# TASK INSTRUCTIONS
Copy all of the lines below word for word, and leave the pictures out of your reply.

# Records from a point annotation dataset
= = = = = = =
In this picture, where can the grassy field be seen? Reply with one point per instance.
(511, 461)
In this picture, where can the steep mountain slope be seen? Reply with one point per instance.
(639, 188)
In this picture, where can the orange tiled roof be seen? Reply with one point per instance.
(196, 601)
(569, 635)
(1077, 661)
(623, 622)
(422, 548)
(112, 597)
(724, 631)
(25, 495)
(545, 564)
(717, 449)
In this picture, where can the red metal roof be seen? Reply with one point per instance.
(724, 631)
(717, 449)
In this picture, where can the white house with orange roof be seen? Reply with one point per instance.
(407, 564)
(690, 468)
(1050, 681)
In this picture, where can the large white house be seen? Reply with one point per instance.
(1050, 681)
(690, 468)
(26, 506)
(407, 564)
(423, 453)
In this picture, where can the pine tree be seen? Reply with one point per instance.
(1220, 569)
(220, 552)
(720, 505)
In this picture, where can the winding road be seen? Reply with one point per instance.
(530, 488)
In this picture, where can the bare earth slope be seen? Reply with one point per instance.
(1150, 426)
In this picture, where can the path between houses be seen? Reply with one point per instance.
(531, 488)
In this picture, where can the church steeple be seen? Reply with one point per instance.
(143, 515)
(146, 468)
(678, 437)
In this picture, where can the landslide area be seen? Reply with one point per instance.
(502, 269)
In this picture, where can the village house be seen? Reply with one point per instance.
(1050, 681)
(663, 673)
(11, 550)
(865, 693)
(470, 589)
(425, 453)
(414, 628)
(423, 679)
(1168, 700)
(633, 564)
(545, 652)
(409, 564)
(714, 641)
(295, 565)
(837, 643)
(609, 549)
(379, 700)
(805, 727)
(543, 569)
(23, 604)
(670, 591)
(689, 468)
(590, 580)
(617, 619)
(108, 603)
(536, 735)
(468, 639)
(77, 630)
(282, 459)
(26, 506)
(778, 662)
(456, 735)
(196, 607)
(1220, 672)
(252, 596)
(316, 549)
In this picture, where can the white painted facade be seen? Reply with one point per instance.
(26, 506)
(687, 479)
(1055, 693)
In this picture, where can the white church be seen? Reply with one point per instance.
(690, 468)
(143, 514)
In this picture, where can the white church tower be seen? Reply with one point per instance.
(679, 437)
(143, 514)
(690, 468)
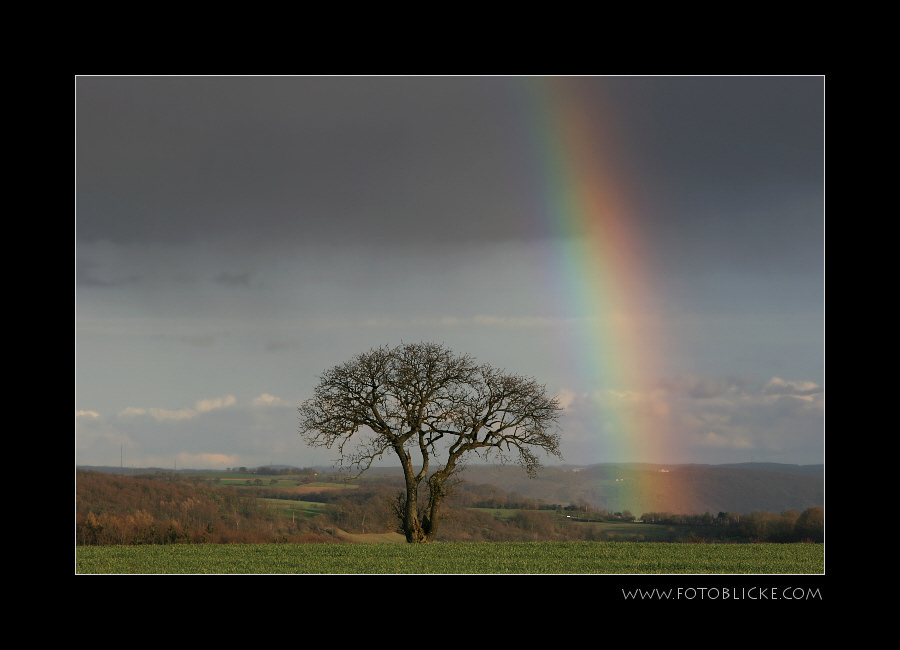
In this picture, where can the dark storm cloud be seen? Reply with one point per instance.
= = = = = = =
# TASK ANSWER
In this picture, where can the grassy field be seen? Reply with one point per instance.
(511, 461)
In this picture, where can the steep mountain slope be seen? Reply with one point per instance.
(639, 188)
In this picture, where can the orange tiled roof be seen? Reply with one point per instance.
(196, 601)
(569, 635)
(1077, 661)
(623, 622)
(422, 548)
(112, 597)
(724, 631)
(25, 495)
(545, 564)
(717, 449)
In this picture, where can the red metal roof be seen? Reply with one point per instance.
(724, 631)
(717, 449)
In this picture, where can the white house with orange roof be seen? Reply with one point per instance.
(407, 564)
(690, 468)
(1050, 681)
In this picture, where can the large white house be seen? Reply with one point per instance.
(1050, 681)
(690, 468)
(26, 506)
(407, 564)
(423, 453)
In this picture, where can the pine tree be seen? Reply with one point per instance.
(1220, 569)
(220, 552)
(720, 505)
In this picture, where can the winding road be seen? Reply with one point per instance.
(530, 488)
In this picture, where can the bare earth slope be seen? Reply with one point per instance.
(1150, 426)
In this picture, where can the path between houses be seen? Reply with one point per instance.
(531, 488)
In this picture, where can the church steeple be seen? Reply with one point per instance.
(143, 515)
(146, 468)
(678, 437)
In this picture, where can the landslide area be seen? Reply with one point per instance.
(502, 269)
In this picture, where can the village house be seen? Reply with one point per instance.
(1050, 681)
(663, 673)
(11, 550)
(865, 693)
(470, 589)
(425, 453)
(414, 628)
(423, 679)
(1168, 700)
(633, 564)
(545, 652)
(409, 564)
(714, 641)
(295, 565)
(837, 643)
(609, 549)
(379, 700)
(805, 727)
(543, 569)
(23, 604)
(670, 591)
(689, 468)
(590, 580)
(617, 619)
(108, 603)
(536, 735)
(468, 639)
(77, 630)
(282, 459)
(26, 506)
(778, 662)
(456, 735)
(196, 607)
(1220, 672)
(252, 596)
(316, 549)
In this picture, where can the white painted facade be seen? Reply with one point per instance.
(26, 506)
(687, 479)
(1055, 693)
In this picture, where can the white church be seen? Reply with one point per instance.
(690, 468)
(143, 514)
In this picture, where can the white church tower be seen? Reply with one point per instance.
(679, 437)
(143, 514)
(690, 468)
In this picture, where can the dark storm cloud be seen? Reply with one point per instance.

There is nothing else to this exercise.